## Objective a
Reproduce the part of the article on sway in round dancing from "Sway goes sideways" up to and including "movements look larger.", copying it word for word.

## Source
────────────────

Swaying gently in the breeze -- palm trees on a beach, waves of grain on the plain, our flag rippling upon a hilltop -- all of these images express the feeling that we can capture by adding sway to our dancing. This article is not meant simply to discuss the round dance figures of sway, oversway, and change of sway, but to consider the body mechanics involved in adding sway into any figure and to discuss when sway is most appropriate and when it is not. Along the way, we will also offer teaching techniques to help you convey sway to others.

Official Definitions of Sway --

In ROUNDALAB's Glossary (Sept., 1998), sway is defined as "a sideward movement with the hips leading and upper body following." ROUNDALAB (RAL) further defines sway as a phase IV action where it is "the inclination of the body from the ankle upward away from the unweighted foot." If you incline the body from the ankle upward away from the weighted foot, RAL calls it a "Hover Sway." If you incline the body to either side from the waist rather than from the ankle, RAL defines it as a "Broken Sway." RAL defines "Change of Sway" in the phase V actions as "from any sway position without weight change, change stretch of body and head position to opposite direction (there may be body rotation). Timing will vary." RAL also defines "Oversway" in phase IV as "side left (ladies opposite) relaxing left knee leaving right leg extended and stretching left side of body with slight left face turn."

"Promenade Sway" is defined in phase IV as "side and forward left (ladies opposite) turning to semi-closed position (SCP) and stretching body upward to look over joined lead hands, then relax left knee."

Please Explain --

There are common elements to all the definitions above and from them we can get a good feel for sway. (NOTE: Feeling is important; you'll enjoy dancing better if it is more than just a series of foot movements. It's great when body sensations blend with music and a special partner.)

Sway goes sideways with a hip lead: Sways flow. To get the feeling of flow, you move the middle part of your body first and follow with the rest in a sideways wavelike motion. Sway inclines to the side: Technically, sway is simply leaning to one side or the other without a side stretch, body rotation, or rise or fall. But sways are usually combined with all of these actions. Sway naturally combines with side stretch: Sway is a blending action that can extend a movement which goes from one side to the other. Stretching goes especially well with any action like sway that makes movements look larger.

────────────────

## Data supplied
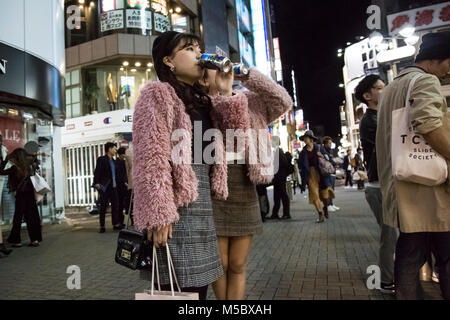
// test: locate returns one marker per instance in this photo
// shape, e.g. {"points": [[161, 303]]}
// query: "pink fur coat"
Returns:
{"points": [[160, 185]]}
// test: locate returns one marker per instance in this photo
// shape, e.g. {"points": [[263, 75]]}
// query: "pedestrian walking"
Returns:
{"points": [[295, 176], [238, 218], [369, 91], [173, 184], [105, 181], [347, 166], [25, 205], [122, 183], [422, 212], [359, 167], [327, 142], [279, 186], [320, 190], [129, 195]]}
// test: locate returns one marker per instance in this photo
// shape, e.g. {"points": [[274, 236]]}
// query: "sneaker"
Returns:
{"points": [[388, 288], [435, 277]]}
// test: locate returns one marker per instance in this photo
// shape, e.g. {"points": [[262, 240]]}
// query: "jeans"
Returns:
{"points": [[410, 255], [105, 197], [280, 194], [388, 237], [348, 178]]}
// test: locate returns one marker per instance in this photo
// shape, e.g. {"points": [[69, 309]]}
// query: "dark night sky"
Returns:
{"points": [[310, 32]]}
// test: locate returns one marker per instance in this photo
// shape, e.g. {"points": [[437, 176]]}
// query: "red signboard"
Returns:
{"points": [[12, 133]]}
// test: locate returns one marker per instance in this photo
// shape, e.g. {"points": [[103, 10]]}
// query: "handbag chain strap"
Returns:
{"points": [[171, 270], [129, 208]]}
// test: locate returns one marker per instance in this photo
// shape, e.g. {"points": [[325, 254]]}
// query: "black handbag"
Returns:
{"points": [[133, 248]]}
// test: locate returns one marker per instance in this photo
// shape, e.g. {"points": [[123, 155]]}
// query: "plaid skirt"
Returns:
{"points": [[239, 215], [193, 247]]}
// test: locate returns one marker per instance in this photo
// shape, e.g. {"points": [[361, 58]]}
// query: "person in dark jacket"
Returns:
{"points": [[348, 168], [327, 142], [105, 181], [25, 206], [279, 186], [319, 186], [122, 182], [368, 91]]}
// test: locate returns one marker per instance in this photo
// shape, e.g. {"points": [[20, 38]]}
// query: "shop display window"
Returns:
{"points": [[19, 125], [109, 88]]}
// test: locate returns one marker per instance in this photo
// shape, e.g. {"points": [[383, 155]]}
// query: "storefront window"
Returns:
{"points": [[181, 23], [73, 99], [110, 88], [19, 125]]}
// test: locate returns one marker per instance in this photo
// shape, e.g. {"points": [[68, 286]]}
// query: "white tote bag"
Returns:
{"points": [[165, 295], [41, 187], [413, 160]]}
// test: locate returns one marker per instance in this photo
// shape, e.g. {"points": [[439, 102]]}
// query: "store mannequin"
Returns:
{"points": [[111, 93]]}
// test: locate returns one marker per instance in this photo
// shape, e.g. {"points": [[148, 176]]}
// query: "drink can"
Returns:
{"points": [[240, 69], [214, 61]]}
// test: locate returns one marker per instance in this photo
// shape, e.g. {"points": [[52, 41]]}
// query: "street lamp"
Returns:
{"points": [[375, 39], [407, 30]]}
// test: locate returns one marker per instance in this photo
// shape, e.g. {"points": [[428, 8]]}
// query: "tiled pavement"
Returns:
{"points": [[294, 259]]}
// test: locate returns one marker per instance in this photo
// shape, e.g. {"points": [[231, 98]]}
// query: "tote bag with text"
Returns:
{"points": [[413, 159]]}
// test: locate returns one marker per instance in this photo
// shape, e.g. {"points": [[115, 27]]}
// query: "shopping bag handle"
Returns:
{"points": [[171, 270]]}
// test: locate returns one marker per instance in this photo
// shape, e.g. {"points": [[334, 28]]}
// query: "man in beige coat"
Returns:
{"points": [[422, 213]]}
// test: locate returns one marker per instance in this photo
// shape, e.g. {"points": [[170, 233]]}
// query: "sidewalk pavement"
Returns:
{"points": [[292, 259]]}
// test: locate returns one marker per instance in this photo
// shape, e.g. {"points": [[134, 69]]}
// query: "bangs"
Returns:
{"points": [[187, 40]]}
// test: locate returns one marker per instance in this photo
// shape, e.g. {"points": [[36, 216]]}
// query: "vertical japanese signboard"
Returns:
{"points": [[111, 20]]}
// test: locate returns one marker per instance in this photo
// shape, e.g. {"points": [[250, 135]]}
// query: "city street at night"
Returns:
{"points": [[293, 259]]}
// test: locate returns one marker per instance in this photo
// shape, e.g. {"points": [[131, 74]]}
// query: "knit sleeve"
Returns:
{"points": [[154, 204], [273, 100]]}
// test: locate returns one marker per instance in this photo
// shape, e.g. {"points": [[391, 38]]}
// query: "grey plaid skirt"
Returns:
{"points": [[239, 215], [193, 247]]}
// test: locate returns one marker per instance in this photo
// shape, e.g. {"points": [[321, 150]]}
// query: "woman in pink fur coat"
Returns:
{"points": [[250, 163], [172, 193]]}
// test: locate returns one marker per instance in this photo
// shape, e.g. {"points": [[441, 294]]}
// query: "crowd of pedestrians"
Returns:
{"points": [[207, 213]]}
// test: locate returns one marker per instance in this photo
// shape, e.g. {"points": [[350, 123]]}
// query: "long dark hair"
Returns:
{"points": [[22, 161], [193, 97]]}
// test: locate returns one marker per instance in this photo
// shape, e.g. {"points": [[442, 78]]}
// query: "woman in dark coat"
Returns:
{"points": [[25, 206], [319, 186]]}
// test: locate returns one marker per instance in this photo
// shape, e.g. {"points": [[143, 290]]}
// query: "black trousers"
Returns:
{"points": [[202, 291], [264, 205], [122, 193], [348, 178], [26, 209], [110, 195], [411, 253], [280, 194]]}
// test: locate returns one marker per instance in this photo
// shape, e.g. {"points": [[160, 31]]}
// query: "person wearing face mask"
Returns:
{"points": [[421, 212], [173, 180], [238, 218], [369, 92]]}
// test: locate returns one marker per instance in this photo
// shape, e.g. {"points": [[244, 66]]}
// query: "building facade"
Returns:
{"points": [[391, 56], [108, 61], [31, 92]]}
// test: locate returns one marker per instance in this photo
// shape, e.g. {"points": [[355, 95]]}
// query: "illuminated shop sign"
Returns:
{"points": [[111, 20], [162, 23], [137, 4], [160, 6], [3, 66], [139, 19]]}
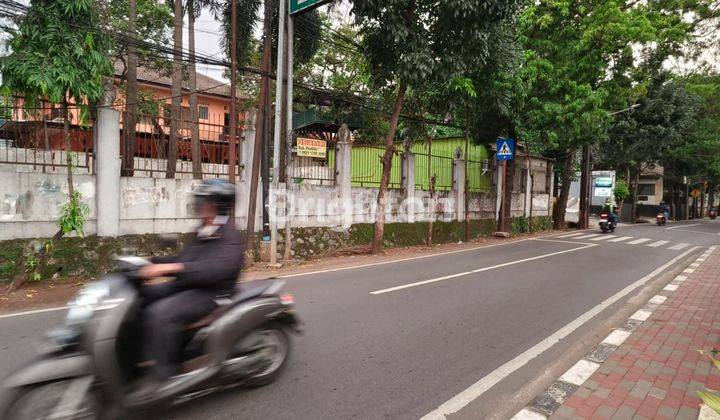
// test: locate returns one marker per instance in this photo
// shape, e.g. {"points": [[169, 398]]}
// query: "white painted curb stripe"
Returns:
{"points": [[477, 270], [617, 337], [580, 372], [459, 401], [657, 300]]}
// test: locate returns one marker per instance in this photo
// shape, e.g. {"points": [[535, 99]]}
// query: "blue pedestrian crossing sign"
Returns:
{"points": [[505, 149]]}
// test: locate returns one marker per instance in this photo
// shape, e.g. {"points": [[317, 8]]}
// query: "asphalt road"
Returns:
{"points": [[398, 340]]}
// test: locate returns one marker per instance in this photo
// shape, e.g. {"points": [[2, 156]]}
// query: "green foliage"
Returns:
{"points": [[57, 52], [73, 215], [621, 190]]}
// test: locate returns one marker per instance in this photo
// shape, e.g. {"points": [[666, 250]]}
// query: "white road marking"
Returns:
{"points": [[658, 300], [571, 235], [580, 372], [477, 270], [617, 337], [684, 226], [592, 235], [474, 391], [526, 414], [36, 311], [641, 315]]}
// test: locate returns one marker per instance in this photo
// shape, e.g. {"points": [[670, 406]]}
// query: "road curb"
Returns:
{"points": [[547, 402]]}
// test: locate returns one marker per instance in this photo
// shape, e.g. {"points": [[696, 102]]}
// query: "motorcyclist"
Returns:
{"points": [[665, 210], [611, 209], [205, 270]]}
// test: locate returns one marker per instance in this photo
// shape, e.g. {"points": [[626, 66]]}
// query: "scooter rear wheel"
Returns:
{"points": [[273, 342], [41, 401]]}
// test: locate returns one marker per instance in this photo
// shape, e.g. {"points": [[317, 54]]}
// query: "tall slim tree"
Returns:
{"points": [[410, 42], [176, 91]]}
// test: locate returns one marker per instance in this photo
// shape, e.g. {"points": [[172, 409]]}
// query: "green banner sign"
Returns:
{"points": [[300, 6]]}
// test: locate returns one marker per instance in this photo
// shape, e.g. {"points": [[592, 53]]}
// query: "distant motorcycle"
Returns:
{"points": [[606, 224], [91, 366], [660, 219]]}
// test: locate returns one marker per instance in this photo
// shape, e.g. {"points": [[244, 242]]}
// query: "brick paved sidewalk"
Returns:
{"points": [[657, 371]]}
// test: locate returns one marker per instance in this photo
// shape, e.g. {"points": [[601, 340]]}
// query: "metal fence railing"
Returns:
{"points": [[152, 145], [367, 168], [440, 167], [313, 170], [34, 137]]}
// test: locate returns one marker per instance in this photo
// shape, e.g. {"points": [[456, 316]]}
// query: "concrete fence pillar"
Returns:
{"points": [[108, 172], [459, 185], [408, 183], [343, 175]]}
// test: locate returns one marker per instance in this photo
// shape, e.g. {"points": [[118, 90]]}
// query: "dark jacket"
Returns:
{"points": [[212, 263]]}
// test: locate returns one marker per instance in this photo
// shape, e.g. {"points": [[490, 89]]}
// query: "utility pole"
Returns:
{"points": [[232, 134], [290, 137], [584, 220], [278, 122]]}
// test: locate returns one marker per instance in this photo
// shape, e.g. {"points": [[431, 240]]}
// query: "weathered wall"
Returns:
{"points": [[30, 202]]}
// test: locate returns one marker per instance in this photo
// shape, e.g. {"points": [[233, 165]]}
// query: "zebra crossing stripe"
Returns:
{"points": [[620, 239], [588, 236], [571, 235]]}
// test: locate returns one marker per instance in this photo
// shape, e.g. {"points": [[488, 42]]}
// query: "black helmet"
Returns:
{"points": [[216, 191]]}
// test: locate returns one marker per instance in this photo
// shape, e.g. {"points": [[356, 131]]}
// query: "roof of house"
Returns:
{"points": [[205, 84]]}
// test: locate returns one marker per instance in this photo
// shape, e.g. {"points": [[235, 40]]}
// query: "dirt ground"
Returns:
{"points": [[52, 293]]}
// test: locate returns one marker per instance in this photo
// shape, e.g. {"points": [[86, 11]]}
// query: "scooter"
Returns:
{"points": [[660, 219], [606, 225], [90, 367]]}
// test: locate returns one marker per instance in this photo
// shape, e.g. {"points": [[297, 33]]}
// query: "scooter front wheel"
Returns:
{"points": [[53, 400]]}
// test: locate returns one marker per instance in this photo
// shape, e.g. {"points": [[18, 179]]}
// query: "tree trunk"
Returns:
{"points": [[68, 147], [175, 108], [131, 98], [260, 129], [386, 160], [561, 205], [194, 123], [431, 187]]}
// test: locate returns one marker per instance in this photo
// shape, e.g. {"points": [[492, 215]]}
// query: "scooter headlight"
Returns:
{"points": [[92, 297]]}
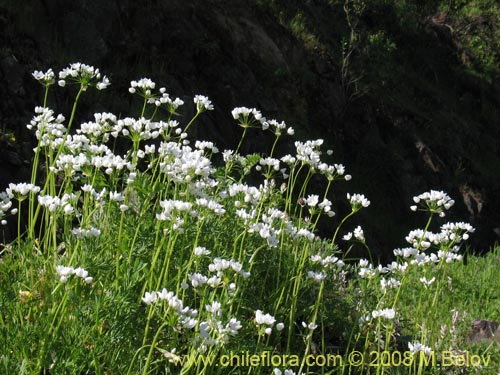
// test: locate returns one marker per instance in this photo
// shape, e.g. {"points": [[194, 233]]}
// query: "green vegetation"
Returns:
{"points": [[141, 262]]}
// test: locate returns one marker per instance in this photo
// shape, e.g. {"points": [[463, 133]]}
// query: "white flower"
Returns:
{"points": [[311, 326], [200, 251], [46, 79], [357, 201], [150, 298], [388, 314], [417, 347], [262, 318], [426, 282], [83, 74], [202, 103], [358, 234]]}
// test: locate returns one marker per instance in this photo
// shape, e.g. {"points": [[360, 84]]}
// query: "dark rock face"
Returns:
{"points": [[484, 332], [398, 139]]}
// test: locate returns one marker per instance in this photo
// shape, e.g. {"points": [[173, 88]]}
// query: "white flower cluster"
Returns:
{"points": [[83, 74], [357, 233], [417, 347], [202, 103], [434, 201], [65, 272], [219, 265], [185, 315], [357, 201], [99, 130], [308, 153], [203, 145], [49, 129], [388, 314], [5, 205], [333, 172], [144, 86], [266, 322], [447, 241], [217, 268], [182, 164], [212, 205], [277, 127], [327, 263], [46, 79], [172, 206], [213, 331], [312, 201], [248, 117]]}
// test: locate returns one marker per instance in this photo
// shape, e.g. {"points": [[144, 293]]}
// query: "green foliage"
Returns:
{"points": [[158, 260]]}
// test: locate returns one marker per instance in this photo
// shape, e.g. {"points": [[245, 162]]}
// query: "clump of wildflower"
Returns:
{"points": [[265, 322], [202, 103], [5, 203], [434, 201], [46, 79], [388, 314], [143, 87], [417, 347], [357, 201], [49, 129], [427, 282], [65, 272], [358, 234], [84, 75], [200, 251], [308, 153], [248, 117]]}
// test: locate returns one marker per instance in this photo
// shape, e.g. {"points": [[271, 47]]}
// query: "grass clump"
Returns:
{"points": [[174, 257]]}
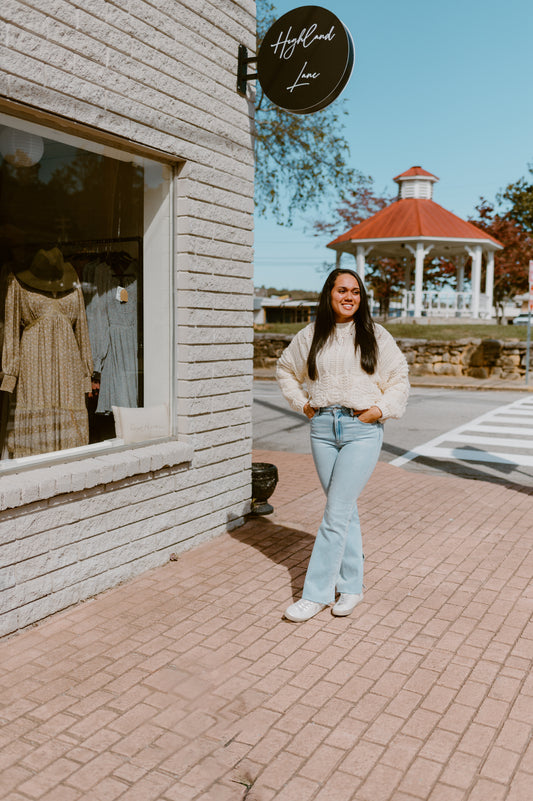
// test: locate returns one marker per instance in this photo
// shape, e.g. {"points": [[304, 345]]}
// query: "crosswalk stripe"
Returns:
{"points": [[499, 423]]}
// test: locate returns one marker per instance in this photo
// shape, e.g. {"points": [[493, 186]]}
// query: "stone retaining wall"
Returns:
{"points": [[478, 358]]}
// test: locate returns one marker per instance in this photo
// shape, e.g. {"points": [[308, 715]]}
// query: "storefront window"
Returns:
{"points": [[84, 289]]}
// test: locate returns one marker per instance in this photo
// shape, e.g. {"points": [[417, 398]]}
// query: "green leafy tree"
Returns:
{"points": [[519, 196], [511, 263], [299, 159]]}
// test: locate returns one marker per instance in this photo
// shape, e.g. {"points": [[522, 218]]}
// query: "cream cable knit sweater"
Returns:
{"points": [[341, 380]]}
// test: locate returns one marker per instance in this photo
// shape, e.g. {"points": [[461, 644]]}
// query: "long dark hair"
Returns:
{"points": [[365, 337]]}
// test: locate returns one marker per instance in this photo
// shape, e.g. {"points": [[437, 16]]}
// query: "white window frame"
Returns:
{"points": [[158, 307]]}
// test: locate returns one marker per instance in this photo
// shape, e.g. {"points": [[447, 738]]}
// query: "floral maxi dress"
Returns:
{"points": [[47, 357]]}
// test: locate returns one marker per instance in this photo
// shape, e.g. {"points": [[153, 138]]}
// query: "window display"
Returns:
{"points": [[79, 228]]}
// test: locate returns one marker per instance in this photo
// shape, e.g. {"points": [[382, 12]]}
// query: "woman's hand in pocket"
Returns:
{"points": [[309, 411], [371, 415]]}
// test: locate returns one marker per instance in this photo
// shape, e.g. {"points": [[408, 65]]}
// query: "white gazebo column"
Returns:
{"points": [[360, 256], [460, 273], [475, 253], [489, 281], [420, 253]]}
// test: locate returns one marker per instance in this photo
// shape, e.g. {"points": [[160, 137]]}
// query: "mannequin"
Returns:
{"points": [[46, 357], [112, 320]]}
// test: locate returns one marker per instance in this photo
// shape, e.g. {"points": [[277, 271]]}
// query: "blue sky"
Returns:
{"points": [[446, 85]]}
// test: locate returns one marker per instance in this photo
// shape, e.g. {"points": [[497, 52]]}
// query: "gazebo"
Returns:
{"points": [[414, 224]]}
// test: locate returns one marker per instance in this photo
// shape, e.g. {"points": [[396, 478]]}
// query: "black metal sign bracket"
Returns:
{"points": [[242, 70]]}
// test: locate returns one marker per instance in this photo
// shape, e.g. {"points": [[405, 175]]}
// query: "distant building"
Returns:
{"points": [[283, 310]]}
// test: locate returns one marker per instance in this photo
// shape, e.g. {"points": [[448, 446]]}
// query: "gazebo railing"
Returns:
{"points": [[445, 303]]}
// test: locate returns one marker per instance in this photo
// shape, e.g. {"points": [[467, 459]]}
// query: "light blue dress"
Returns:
{"points": [[113, 333]]}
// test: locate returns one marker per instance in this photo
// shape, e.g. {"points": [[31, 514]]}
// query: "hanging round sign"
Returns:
{"points": [[305, 60]]}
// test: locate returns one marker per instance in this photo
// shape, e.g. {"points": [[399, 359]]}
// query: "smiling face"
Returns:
{"points": [[345, 297]]}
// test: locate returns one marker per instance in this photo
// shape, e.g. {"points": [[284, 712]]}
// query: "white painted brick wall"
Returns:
{"points": [[162, 74]]}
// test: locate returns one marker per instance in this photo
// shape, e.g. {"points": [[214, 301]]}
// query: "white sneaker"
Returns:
{"points": [[346, 604], [303, 610]]}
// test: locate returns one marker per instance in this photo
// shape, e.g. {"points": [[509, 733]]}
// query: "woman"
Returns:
{"points": [[347, 375]]}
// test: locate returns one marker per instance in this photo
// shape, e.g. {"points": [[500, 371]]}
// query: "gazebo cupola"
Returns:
{"points": [[414, 226], [416, 183]]}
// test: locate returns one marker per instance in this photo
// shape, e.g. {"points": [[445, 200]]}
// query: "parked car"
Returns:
{"points": [[521, 319]]}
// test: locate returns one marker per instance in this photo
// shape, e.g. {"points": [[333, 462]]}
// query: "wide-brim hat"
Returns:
{"points": [[49, 272]]}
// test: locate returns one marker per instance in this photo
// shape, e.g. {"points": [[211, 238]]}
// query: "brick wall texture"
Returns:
{"points": [[161, 74]]}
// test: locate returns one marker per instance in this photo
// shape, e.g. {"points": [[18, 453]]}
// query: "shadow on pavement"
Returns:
{"points": [[461, 470], [282, 545]]}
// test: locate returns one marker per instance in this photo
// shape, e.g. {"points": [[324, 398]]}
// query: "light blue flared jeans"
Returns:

────────────────

## Objective b
Identify every line in the listing that contains the word "dress", and copy each of those lines in full.

## Written response a
Sway goes sideways with a hip lead: Sways flow. To get the feeling of flow, you move the middle part of your body first and follow with the rest in a sideways wavelike motion. Sway inclines to the side: Technically, sway is simply leaning to one side or the other without a side stretch, body rotation, or rise or fall. But sways are usually combined with all of these actions. Sway naturally combines with side stretch: Sway is a blending action that can extend a movement which goes from one side to the other. Stretching goes especially well with any action like sway that makes movements look larger.

## Written response b
// query: "floral maxi dress"
// query: "light blue dress"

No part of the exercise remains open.